Stored data
== == ==

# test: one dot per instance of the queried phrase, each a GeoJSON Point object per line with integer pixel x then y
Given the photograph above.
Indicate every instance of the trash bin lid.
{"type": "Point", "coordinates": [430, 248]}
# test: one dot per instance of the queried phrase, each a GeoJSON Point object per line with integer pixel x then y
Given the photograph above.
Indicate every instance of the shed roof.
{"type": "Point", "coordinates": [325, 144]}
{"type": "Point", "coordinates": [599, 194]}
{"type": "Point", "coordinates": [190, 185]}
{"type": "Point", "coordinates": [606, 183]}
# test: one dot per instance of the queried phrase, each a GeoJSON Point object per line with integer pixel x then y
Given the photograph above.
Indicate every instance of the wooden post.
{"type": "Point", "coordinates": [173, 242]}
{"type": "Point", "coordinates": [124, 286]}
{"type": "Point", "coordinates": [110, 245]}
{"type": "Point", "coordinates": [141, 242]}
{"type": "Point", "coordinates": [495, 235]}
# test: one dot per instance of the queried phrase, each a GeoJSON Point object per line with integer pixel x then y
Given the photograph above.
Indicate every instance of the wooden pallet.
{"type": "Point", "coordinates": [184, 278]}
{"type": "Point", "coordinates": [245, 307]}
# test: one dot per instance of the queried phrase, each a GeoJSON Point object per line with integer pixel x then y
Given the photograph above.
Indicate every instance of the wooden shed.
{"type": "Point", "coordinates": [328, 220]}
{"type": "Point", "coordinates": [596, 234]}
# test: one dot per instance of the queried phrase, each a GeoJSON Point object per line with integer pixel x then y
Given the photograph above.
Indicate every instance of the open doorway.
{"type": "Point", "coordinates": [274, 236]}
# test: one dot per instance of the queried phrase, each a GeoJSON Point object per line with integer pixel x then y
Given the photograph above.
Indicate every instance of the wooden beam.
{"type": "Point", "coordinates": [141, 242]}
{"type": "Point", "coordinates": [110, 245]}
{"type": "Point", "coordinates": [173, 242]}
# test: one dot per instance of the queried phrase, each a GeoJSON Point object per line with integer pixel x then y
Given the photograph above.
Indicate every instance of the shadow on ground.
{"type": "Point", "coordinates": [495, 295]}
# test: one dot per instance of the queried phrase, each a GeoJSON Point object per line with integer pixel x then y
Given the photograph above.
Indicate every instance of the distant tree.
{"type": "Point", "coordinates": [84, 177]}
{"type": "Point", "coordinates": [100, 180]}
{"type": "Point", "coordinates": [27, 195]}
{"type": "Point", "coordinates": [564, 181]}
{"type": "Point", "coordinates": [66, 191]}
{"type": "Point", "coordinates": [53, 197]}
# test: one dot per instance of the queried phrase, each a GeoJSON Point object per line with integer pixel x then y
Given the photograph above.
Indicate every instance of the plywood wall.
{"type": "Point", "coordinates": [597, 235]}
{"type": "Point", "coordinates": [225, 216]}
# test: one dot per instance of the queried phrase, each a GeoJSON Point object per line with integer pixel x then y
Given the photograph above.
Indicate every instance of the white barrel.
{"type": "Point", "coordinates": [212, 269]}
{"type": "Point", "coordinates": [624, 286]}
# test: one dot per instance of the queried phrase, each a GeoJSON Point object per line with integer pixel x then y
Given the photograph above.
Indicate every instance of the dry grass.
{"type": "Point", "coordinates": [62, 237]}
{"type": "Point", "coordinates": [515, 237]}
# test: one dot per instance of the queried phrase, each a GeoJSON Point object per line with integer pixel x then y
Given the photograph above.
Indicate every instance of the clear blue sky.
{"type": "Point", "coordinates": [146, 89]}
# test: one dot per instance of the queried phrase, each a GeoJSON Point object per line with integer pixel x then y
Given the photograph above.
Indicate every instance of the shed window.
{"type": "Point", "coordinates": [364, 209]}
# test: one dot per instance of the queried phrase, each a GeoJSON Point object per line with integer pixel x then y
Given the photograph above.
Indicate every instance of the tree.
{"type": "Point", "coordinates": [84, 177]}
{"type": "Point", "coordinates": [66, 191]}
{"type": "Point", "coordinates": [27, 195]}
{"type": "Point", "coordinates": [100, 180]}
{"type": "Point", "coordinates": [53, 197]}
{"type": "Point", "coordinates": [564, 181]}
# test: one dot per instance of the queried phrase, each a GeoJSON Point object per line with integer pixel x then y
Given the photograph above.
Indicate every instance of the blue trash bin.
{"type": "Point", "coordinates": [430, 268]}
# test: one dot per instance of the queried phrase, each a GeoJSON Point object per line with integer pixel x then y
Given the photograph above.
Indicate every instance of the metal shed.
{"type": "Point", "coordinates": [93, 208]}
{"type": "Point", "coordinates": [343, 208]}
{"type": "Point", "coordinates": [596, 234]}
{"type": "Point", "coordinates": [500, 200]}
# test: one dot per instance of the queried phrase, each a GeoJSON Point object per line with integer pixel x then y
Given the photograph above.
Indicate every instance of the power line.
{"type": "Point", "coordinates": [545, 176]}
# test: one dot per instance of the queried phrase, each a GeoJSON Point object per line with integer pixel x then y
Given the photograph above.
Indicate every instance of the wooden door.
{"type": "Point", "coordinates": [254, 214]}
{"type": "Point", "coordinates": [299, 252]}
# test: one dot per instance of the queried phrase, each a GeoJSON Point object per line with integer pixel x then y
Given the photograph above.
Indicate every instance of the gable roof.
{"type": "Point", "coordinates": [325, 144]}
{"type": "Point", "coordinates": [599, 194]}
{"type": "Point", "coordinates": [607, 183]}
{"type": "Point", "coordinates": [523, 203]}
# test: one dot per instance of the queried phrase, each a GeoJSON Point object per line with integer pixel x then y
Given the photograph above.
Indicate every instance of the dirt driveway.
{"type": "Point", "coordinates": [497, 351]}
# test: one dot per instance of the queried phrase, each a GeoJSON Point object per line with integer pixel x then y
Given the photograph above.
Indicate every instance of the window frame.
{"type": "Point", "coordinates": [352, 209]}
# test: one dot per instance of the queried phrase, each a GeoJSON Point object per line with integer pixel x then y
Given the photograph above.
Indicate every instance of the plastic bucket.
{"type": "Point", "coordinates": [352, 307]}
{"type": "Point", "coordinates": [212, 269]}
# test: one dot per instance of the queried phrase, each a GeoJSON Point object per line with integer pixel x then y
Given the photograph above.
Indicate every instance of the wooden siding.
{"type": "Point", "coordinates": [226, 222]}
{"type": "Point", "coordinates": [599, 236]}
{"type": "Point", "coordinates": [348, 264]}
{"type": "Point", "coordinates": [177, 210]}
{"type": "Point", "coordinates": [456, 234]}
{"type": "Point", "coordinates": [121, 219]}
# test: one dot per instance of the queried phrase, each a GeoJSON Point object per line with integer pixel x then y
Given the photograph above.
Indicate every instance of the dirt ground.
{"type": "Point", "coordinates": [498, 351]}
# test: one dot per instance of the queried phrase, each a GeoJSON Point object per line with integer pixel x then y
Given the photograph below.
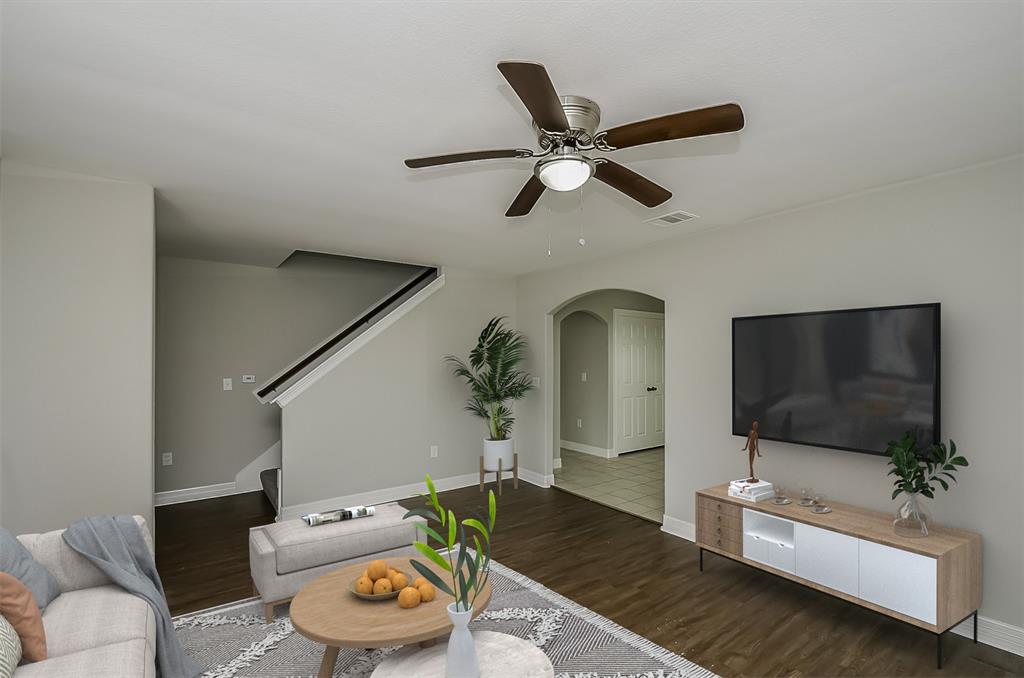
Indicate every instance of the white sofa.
{"type": "Point", "coordinates": [93, 628]}
{"type": "Point", "coordinates": [285, 556]}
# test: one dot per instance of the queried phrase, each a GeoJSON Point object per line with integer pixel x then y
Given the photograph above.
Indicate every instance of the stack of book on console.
{"type": "Point", "coordinates": [752, 492]}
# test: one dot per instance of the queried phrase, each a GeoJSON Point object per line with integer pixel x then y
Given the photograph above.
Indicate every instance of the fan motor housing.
{"type": "Point", "coordinates": [584, 116]}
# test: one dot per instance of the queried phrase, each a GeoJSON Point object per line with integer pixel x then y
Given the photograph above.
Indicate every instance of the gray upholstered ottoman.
{"type": "Point", "coordinates": [285, 556]}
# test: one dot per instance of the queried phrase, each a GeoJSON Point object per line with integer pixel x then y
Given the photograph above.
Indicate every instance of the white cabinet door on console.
{"type": "Point", "coordinates": [898, 580]}
{"type": "Point", "coordinates": [826, 557]}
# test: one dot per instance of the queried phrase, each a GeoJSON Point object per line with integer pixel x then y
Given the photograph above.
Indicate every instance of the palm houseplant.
{"type": "Point", "coordinates": [464, 570]}
{"type": "Point", "coordinates": [495, 379]}
{"type": "Point", "coordinates": [918, 472]}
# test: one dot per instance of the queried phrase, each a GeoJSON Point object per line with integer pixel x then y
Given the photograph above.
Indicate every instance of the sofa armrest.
{"type": "Point", "coordinates": [262, 559]}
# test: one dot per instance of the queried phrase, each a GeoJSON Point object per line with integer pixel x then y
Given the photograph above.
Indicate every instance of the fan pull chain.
{"type": "Point", "coordinates": [583, 241]}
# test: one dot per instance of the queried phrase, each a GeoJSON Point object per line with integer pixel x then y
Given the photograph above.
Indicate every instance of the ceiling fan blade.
{"type": "Point", "coordinates": [467, 156]}
{"type": "Point", "coordinates": [527, 197]}
{"type": "Point", "coordinates": [530, 82]}
{"type": "Point", "coordinates": [713, 120]}
{"type": "Point", "coordinates": [638, 187]}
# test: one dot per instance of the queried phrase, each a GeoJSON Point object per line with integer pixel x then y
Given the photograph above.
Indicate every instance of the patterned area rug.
{"type": "Point", "coordinates": [235, 641]}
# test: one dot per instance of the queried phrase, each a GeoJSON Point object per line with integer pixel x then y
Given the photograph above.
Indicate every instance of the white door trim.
{"type": "Point", "coordinates": [613, 411]}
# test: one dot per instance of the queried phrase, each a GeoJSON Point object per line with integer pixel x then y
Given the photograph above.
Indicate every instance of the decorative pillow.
{"type": "Point", "coordinates": [20, 610]}
{"type": "Point", "coordinates": [10, 648]}
{"type": "Point", "coordinates": [16, 561]}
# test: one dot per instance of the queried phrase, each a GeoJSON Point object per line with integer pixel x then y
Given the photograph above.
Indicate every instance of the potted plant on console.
{"type": "Point", "coordinates": [495, 379]}
{"type": "Point", "coordinates": [918, 471]}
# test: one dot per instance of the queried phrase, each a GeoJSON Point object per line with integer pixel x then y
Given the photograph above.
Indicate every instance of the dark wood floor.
{"type": "Point", "coordinates": [732, 620]}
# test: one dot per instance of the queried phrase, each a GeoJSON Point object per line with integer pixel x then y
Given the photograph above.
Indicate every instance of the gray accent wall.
{"type": "Point", "coordinates": [578, 329]}
{"type": "Point", "coordinates": [77, 347]}
{"type": "Point", "coordinates": [218, 320]}
{"type": "Point", "coordinates": [954, 238]}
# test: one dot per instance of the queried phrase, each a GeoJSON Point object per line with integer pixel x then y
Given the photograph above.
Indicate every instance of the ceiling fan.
{"type": "Point", "coordinates": [566, 127]}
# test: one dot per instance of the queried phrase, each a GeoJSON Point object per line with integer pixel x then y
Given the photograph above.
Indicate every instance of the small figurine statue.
{"type": "Point", "coordinates": [752, 449]}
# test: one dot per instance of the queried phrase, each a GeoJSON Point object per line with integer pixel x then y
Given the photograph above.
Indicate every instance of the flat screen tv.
{"type": "Point", "coordinates": [850, 379]}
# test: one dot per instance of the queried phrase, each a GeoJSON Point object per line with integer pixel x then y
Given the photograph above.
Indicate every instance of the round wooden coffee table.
{"type": "Point", "coordinates": [499, 655]}
{"type": "Point", "coordinates": [326, 611]}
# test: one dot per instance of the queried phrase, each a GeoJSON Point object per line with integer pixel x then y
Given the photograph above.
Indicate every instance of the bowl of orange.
{"type": "Point", "coordinates": [378, 582]}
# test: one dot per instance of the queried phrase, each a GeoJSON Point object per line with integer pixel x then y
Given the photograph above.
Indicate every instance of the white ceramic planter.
{"type": "Point", "coordinates": [461, 657]}
{"type": "Point", "coordinates": [495, 450]}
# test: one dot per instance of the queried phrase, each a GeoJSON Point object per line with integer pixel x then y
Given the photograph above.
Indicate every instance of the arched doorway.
{"type": "Point", "coordinates": [609, 400]}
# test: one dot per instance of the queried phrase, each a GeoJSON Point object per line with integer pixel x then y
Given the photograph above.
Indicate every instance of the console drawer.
{"type": "Point", "coordinates": [725, 509]}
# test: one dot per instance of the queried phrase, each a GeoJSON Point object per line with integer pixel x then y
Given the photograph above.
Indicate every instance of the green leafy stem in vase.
{"type": "Point", "coordinates": [919, 469]}
{"type": "Point", "coordinates": [468, 569]}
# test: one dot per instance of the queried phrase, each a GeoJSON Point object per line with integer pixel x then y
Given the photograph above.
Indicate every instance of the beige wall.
{"type": "Point", "coordinates": [955, 239]}
{"type": "Point", "coordinates": [222, 320]}
{"type": "Point", "coordinates": [369, 424]}
{"type": "Point", "coordinates": [581, 351]}
{"type": "Point", "coordinates": [77, 347]}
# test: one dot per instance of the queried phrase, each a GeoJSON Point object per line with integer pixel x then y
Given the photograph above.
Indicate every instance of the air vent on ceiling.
{"type": "Point", "coordinates": [672, 218]}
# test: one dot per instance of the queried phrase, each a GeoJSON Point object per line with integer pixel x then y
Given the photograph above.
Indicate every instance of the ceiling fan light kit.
{"type": "Point", "coordinates": [566, 128]}
{"type": "Point", "coordinates": [566, 170]}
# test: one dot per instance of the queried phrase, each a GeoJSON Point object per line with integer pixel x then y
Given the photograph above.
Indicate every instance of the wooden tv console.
{"type": "Point", "coordinates": [933, 583]}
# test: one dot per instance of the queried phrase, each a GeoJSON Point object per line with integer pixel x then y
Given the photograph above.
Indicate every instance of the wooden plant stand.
{"type": "Point", "coordinates": [500, 471]}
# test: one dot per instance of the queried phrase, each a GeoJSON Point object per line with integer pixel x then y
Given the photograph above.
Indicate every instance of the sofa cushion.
{"type": "Point", "coordinates": [18, 607]}
{"type": "Point", "coordinates": [132, 659]}
{"type": "Point", "coordinates": [10, 648]}
{"type": "Point", "coordinates": [71, 569]}
{"type": "Point", "coordinates": [18, 562]}
{"type": "Point", "coordinates": [300, 547]}
{"type": "Point", "coordinates": [101, 616]}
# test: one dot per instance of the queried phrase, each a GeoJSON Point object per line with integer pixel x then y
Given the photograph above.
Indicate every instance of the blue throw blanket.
{"type": "Point", "coordinates": [116, 546]}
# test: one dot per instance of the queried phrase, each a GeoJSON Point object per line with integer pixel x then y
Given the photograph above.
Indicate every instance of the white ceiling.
{"type": "Point", "coordinates": [267, 127]}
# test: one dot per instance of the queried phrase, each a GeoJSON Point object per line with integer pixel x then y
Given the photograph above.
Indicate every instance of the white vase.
{"type": "Point", "coordinates": [495, 450]}
{"type": "Point", "coordinates": [461, 658]}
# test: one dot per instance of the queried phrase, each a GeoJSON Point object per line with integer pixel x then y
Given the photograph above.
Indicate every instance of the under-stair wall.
{"type": "Point", "coordinates": [361, 432]}
{"type": "Point", "coordinates": [216, 321]}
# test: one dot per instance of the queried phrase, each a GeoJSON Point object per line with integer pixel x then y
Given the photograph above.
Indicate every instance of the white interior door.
{"type": "Point", "coordinates": [639, 385]}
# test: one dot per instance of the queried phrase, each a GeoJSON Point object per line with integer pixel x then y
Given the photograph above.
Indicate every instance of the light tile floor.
{"type": "Point", "coordinates": [633, 482]}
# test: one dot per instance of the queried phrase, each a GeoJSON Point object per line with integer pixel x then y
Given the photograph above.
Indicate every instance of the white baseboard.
{"type": "Point", "coordinates": [604, 453]}
{"type": "Point", "coordinates": [678, 527]}
{"type": "Point", "coordinates": [536, 478]}
{"type": "Point", "coordinates": [991, 632]}
{"type": "Point", "coordinates": [196, 494]}
{"type": "Point", "coordinates": [379, 496]}
{"type": "Point", "coordinates": [995, 633]}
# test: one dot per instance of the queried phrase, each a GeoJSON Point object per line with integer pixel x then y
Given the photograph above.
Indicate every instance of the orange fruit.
{"type": "Point", "coordinates": [427, 591]}
{"type": "Point", "coordinates": [398, 582]}
{"type": "Point", "coordinates": [377, 569]}
{"type": "Point", "coordinates": [409, 597]}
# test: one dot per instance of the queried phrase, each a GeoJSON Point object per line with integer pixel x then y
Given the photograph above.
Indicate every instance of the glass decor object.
{"type": "Point", "coordinates": [910, 517]}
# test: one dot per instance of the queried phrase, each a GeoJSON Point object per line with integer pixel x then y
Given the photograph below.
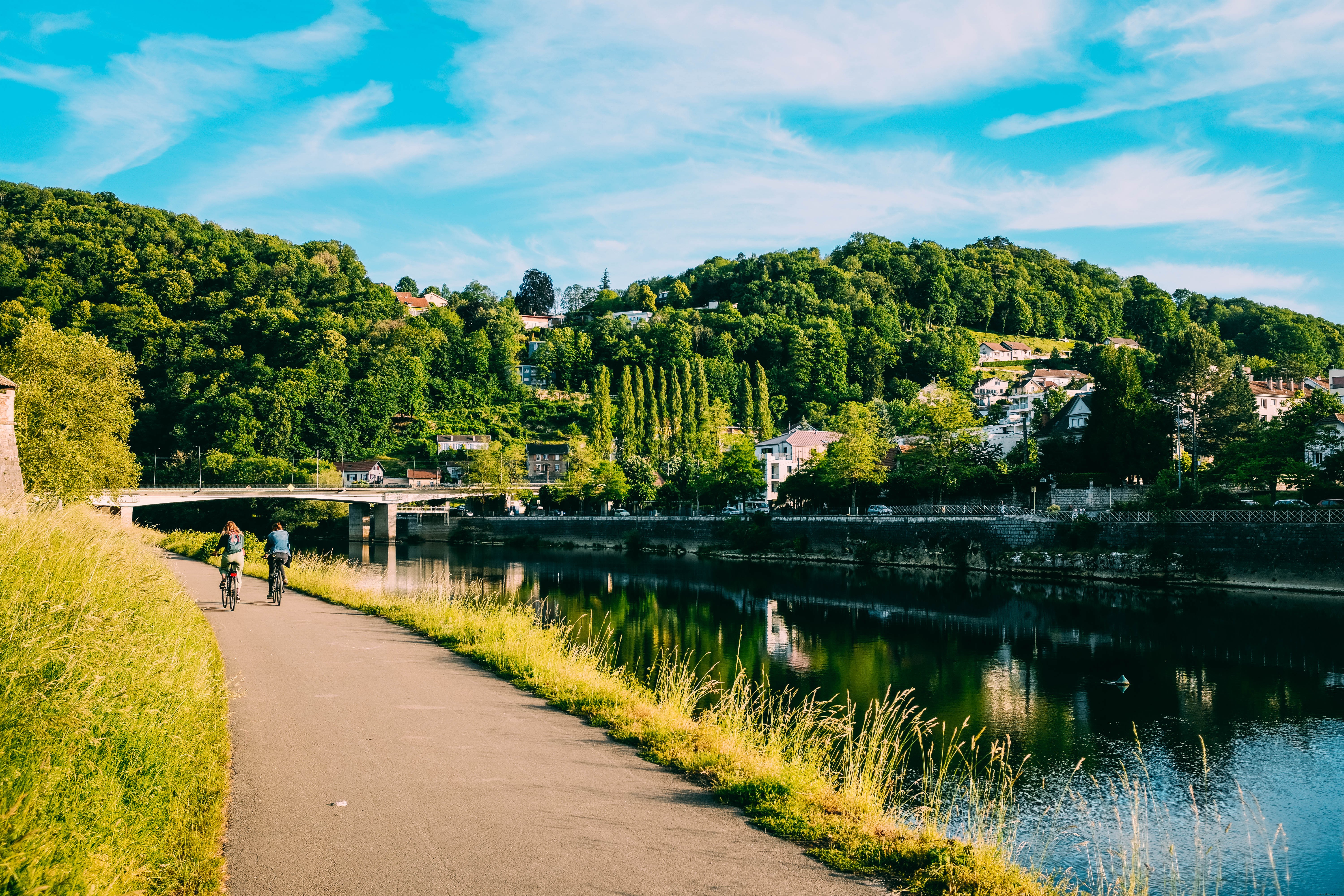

== == ==

Which lines of the entries above contain the string "light"? Find each one and copy it out in full, treating uppercase and lowercase as different.

Output for this exercise —
Indicate every instance of the ceiling fan light kit.
Indicate every instance of the light tile floor.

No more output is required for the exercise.